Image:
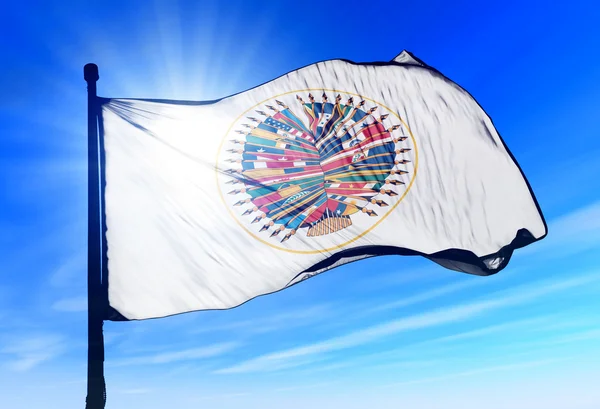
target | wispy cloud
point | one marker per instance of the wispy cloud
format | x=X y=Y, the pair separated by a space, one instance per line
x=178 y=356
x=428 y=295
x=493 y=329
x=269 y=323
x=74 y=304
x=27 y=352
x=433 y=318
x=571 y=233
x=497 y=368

__________

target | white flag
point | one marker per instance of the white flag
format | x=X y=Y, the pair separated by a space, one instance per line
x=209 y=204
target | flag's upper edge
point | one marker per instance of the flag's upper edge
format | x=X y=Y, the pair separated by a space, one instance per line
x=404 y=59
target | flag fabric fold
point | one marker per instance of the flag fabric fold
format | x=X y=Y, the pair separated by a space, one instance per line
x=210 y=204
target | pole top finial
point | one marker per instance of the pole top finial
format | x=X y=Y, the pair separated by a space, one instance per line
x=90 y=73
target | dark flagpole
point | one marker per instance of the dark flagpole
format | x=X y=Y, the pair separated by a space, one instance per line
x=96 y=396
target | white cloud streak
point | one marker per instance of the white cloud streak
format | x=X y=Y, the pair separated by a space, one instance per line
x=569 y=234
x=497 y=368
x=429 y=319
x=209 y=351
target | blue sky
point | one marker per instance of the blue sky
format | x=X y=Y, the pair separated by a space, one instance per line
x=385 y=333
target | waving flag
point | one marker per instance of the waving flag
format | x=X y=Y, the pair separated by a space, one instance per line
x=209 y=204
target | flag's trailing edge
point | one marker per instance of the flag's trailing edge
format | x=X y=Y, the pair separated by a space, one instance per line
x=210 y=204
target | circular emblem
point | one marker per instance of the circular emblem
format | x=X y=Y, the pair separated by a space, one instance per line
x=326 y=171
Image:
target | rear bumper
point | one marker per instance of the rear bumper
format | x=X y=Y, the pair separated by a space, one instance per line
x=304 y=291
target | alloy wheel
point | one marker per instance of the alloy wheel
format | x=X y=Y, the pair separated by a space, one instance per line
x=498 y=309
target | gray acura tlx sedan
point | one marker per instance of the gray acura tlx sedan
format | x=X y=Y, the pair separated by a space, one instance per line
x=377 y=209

__________

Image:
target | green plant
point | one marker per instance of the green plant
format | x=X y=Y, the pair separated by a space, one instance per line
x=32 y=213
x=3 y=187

__________

Exercise description.
Rewrite everything from the line containing "target | flag's trailing edge" down to the line containing "x=377 y=209", with "marker" renamed to "dot" and nothing else changed.

Answer for the task.
target | flag's trailing edge
point | one dot per instance of the flag's trailing edge
format | x=X y=Y, the pair separated by a space, one instance per line
x=210 y=204
target | circular emblem
point | one dot per instance of the circular emblem
format | x=X y=Y, the pair separated by a space, one instance per line
x=326 y=171
Image:
target | rear bumper
point | one dot per instance of the rear bumper
format | x=X y=Y, the pair separated by a space, one instance per line
x=304 y=291
target | alloy wheel
point | one dot per instance of the alloy wheel
format | x=X y=Y, the pair separated by a space, one instance per line
x=498 y=309
target | gray acura tlx sedan
point | one dot per instance of the gray acura tlx sedan
format | x=X y=Y, the pair separated by a space, one instance per line
x=377 y=209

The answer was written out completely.